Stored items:
# # #

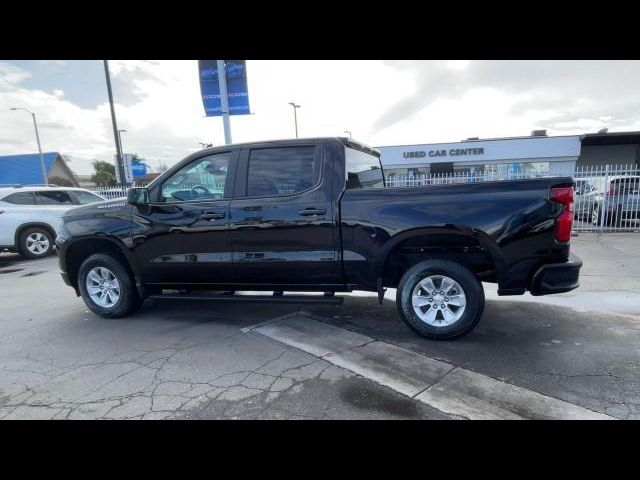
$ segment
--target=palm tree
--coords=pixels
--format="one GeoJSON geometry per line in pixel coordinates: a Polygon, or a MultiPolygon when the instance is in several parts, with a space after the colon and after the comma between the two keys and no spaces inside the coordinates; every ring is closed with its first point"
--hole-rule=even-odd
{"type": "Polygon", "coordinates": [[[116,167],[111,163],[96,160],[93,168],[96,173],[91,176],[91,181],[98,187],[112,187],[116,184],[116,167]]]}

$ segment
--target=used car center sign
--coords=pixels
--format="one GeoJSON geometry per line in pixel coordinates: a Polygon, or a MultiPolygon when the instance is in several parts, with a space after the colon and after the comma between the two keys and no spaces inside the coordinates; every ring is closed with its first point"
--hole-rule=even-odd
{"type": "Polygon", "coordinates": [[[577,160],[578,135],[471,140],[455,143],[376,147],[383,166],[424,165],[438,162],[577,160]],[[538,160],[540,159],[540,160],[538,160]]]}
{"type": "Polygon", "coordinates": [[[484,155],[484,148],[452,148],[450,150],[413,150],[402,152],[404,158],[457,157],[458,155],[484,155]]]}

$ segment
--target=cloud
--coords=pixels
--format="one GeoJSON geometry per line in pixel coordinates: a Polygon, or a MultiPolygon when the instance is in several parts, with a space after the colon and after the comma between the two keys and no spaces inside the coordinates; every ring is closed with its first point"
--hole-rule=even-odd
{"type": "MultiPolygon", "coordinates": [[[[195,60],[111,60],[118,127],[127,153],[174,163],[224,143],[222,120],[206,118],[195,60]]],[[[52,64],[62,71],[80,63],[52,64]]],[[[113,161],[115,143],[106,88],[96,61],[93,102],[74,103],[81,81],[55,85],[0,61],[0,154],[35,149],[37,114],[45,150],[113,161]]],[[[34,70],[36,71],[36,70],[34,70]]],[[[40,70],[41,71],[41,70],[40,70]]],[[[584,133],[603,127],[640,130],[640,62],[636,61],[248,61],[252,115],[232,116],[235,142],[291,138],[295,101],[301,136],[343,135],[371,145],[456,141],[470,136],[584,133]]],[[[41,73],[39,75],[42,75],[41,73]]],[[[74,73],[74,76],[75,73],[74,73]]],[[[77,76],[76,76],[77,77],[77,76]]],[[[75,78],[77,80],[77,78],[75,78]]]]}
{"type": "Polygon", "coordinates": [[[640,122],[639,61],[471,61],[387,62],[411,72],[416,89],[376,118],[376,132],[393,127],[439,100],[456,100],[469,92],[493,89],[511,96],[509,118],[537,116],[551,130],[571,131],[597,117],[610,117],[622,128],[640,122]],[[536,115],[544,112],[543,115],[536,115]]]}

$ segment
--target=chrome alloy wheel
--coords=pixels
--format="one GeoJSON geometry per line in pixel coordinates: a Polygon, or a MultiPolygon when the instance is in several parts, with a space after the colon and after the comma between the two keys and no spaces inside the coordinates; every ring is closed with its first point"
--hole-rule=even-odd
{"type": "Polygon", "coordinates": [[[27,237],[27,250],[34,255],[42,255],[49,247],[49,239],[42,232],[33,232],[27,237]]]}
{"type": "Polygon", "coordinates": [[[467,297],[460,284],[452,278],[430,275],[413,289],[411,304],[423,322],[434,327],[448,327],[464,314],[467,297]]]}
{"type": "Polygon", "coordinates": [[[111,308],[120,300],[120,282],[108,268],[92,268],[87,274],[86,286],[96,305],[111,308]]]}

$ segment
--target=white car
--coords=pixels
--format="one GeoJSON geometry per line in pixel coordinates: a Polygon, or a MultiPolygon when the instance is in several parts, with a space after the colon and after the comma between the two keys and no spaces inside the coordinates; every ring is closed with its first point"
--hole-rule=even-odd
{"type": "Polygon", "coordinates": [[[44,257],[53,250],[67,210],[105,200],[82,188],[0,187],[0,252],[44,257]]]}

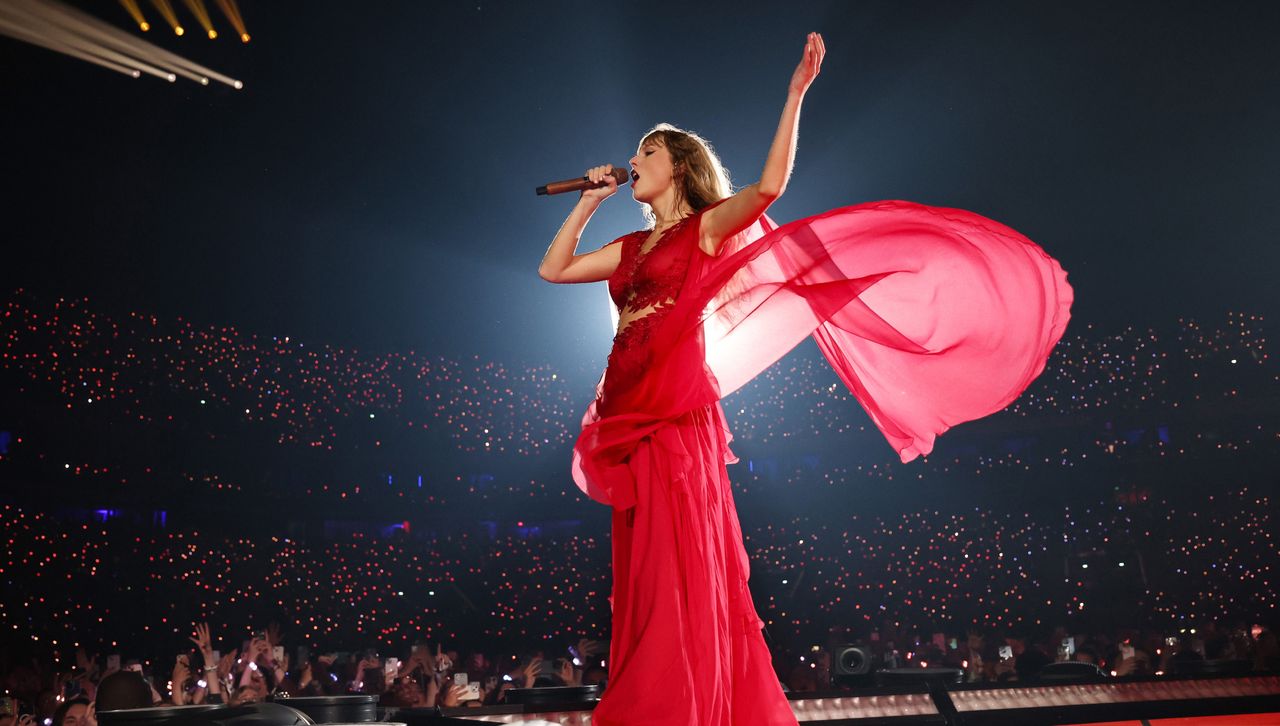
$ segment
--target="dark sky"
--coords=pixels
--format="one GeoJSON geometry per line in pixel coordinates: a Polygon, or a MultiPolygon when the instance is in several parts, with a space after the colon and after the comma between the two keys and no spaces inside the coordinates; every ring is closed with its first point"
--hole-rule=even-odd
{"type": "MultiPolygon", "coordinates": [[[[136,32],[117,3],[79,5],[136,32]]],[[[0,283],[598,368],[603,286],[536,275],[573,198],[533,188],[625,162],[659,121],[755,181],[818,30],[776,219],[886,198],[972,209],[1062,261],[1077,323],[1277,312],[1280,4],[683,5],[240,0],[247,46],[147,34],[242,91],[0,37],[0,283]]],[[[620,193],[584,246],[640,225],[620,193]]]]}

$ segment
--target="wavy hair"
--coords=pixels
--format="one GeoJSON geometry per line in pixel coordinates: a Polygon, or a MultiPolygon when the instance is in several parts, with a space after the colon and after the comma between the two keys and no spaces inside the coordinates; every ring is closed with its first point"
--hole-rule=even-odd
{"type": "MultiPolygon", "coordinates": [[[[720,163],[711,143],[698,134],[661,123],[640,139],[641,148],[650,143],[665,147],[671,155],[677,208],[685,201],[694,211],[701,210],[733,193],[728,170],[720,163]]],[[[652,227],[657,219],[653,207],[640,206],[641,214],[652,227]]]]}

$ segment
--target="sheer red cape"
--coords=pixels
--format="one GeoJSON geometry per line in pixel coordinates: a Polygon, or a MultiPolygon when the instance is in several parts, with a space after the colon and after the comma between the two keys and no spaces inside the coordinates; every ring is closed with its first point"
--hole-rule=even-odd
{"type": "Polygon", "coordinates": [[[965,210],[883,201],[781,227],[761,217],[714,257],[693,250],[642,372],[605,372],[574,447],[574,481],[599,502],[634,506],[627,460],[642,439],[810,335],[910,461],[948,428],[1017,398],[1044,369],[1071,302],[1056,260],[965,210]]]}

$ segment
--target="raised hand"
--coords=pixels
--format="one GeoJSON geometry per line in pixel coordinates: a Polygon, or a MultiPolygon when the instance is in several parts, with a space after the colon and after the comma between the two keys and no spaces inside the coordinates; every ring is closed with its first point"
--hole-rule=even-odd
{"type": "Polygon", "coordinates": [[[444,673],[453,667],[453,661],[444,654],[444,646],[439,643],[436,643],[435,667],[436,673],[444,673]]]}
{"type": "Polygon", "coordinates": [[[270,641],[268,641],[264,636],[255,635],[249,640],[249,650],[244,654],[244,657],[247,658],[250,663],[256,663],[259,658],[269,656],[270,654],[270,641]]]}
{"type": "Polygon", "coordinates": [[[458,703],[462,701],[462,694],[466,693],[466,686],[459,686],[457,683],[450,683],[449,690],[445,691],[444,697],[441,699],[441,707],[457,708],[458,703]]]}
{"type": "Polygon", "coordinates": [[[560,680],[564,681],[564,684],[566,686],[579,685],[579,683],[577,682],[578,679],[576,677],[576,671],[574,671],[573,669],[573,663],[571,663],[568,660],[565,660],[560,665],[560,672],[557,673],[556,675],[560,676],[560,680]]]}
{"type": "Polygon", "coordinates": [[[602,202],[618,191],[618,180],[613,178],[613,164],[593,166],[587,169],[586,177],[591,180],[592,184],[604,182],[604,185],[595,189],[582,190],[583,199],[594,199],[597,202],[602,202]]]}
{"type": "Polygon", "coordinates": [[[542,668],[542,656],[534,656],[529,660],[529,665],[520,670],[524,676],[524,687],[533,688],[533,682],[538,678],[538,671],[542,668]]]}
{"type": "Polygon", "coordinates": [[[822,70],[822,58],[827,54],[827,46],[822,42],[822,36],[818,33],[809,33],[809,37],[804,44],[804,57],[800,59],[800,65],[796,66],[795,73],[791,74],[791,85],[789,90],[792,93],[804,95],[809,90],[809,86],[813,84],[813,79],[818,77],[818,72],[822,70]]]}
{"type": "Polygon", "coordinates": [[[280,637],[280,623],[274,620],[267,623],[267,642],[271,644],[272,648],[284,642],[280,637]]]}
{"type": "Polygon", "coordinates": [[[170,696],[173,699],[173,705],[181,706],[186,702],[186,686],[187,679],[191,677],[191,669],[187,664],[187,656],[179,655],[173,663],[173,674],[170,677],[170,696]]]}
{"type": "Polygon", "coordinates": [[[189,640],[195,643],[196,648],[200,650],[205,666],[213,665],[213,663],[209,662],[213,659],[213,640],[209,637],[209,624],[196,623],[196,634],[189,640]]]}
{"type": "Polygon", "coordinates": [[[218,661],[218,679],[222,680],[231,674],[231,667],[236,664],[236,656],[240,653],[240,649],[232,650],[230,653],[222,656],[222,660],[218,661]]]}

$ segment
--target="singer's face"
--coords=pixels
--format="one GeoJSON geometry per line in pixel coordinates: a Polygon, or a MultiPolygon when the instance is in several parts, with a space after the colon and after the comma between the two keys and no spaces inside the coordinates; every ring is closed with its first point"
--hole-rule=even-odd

# # #

- **Directions for this task**: What is needed is the number of lines above that include the string "target", and nothing else.

- **Solution to the exercise**: 10